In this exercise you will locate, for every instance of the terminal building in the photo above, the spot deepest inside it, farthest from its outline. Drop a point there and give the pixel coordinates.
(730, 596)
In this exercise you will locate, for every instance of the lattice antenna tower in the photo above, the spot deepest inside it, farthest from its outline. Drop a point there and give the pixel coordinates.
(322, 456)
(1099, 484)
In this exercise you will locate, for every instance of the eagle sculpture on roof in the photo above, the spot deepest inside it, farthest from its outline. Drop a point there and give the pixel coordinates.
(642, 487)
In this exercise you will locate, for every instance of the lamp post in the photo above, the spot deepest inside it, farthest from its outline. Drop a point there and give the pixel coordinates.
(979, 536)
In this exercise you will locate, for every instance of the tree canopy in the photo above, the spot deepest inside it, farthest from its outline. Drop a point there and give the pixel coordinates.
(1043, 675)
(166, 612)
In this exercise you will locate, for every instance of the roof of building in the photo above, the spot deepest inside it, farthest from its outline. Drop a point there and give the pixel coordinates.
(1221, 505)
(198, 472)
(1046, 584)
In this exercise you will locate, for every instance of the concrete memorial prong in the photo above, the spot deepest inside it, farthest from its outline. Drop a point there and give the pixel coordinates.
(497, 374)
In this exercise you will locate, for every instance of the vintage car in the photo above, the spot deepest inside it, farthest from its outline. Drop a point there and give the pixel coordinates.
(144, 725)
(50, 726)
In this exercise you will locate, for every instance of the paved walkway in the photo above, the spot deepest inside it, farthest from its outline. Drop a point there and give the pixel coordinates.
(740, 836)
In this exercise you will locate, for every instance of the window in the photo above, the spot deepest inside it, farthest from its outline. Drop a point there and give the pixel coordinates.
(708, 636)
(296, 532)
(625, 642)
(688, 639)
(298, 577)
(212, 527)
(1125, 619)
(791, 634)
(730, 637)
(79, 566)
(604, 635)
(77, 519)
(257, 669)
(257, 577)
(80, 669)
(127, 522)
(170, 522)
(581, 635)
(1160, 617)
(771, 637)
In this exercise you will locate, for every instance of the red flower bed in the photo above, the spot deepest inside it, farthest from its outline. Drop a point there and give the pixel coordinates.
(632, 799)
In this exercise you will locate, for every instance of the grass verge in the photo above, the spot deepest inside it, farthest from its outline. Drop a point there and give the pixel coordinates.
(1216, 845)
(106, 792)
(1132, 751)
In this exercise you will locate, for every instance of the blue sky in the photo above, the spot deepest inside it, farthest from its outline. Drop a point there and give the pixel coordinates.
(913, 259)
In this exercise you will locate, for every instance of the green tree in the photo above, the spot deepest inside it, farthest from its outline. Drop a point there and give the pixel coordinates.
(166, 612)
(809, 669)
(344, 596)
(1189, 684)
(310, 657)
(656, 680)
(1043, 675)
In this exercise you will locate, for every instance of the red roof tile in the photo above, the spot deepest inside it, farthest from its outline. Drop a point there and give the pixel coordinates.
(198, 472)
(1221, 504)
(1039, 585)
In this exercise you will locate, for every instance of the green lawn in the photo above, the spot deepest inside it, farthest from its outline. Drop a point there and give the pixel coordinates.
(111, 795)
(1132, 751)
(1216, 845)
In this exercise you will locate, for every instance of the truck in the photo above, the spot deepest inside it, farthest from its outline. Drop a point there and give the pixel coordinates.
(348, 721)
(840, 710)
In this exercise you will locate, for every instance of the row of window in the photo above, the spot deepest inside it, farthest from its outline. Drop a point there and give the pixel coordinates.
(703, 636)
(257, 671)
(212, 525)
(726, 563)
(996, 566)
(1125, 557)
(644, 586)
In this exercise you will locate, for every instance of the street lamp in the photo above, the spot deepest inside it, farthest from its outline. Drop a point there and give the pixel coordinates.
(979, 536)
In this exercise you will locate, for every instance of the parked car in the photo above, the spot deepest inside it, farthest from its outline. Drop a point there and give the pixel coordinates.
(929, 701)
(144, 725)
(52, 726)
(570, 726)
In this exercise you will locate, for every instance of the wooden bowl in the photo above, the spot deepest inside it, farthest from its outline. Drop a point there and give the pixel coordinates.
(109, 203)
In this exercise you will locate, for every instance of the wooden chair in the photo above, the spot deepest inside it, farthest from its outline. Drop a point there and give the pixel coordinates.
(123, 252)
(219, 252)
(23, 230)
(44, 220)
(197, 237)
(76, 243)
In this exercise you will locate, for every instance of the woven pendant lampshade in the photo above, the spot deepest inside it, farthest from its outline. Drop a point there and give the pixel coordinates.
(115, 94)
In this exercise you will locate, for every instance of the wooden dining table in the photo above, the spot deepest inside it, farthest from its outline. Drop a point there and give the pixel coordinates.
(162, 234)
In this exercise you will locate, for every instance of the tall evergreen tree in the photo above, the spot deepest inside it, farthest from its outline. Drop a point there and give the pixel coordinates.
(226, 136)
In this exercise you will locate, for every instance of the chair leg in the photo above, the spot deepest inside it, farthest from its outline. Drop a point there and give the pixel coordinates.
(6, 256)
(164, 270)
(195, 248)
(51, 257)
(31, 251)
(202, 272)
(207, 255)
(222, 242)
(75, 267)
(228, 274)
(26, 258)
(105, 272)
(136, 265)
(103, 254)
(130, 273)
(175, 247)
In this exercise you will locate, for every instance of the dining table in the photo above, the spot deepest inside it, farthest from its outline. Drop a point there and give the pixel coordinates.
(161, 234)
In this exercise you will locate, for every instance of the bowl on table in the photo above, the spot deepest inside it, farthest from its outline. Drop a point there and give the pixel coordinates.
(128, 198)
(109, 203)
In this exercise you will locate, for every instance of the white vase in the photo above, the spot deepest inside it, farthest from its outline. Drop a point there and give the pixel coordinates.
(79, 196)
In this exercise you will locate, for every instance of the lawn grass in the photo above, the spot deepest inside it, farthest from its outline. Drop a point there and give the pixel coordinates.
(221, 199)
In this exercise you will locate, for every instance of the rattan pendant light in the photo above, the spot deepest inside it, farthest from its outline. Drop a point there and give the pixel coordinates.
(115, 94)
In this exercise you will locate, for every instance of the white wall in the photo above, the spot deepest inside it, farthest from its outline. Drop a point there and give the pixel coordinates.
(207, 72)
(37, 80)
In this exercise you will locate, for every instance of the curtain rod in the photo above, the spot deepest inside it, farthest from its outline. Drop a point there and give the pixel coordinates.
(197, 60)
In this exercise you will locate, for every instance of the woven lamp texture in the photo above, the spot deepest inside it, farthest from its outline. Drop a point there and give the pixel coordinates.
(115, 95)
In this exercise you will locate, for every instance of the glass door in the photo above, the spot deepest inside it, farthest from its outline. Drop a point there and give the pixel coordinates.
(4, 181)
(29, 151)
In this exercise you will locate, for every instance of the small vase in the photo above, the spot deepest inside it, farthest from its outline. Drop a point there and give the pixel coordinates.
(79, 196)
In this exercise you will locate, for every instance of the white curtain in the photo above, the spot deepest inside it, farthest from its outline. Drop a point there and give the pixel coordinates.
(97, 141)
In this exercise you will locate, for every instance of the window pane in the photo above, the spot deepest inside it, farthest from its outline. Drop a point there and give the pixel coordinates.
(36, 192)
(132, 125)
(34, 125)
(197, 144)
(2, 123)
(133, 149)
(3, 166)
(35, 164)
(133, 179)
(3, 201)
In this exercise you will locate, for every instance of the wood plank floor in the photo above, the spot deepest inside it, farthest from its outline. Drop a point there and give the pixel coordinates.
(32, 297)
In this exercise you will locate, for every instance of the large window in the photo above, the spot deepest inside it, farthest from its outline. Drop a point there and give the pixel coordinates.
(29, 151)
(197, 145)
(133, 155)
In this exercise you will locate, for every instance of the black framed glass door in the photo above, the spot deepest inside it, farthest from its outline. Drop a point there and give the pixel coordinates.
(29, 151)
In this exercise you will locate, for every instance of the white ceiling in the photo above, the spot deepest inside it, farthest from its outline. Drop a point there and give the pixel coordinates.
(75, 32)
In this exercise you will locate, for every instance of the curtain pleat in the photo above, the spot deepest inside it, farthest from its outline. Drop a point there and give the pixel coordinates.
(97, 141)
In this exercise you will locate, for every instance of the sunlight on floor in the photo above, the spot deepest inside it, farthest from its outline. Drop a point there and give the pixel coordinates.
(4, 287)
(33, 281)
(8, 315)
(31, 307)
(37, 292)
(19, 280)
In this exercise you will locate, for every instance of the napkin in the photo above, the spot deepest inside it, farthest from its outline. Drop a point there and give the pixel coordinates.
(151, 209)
---
§ **Task details**: Repeat only the lines running from the line that contains "the white ceiling" through the last line above, inclusive.

§ **Output of the exercise**:
In this exercise you will locate, for every instance of the white ceiling in the photo above, the spot deepest inside it, farthest from its outline. Drop a point there and give the pixel coordinates.
(75, 32)
In this exercise you will locate, for every instance of the curtain pleat in the photo above, the spot deepest inside it, farthest from its outline. Drop a point there and give the pixel coordinates.
(97, 141)
In this exercise you will locate, for every instance of the sunlight on floor in the photo above, the spot deepest inside it, farthest from its outline. Drop a point there and give the pixel coordinates.
(4, 287)
(33, 281)
(8, 315)
(31, 307)
(37, 292)
(19, 280)
In this exercise you will locate, for every instance of the napkin in the photo above, the spot deepest inside it, farthest from its outline. Drop a point there and give the pixel coordinates.
(151, 209)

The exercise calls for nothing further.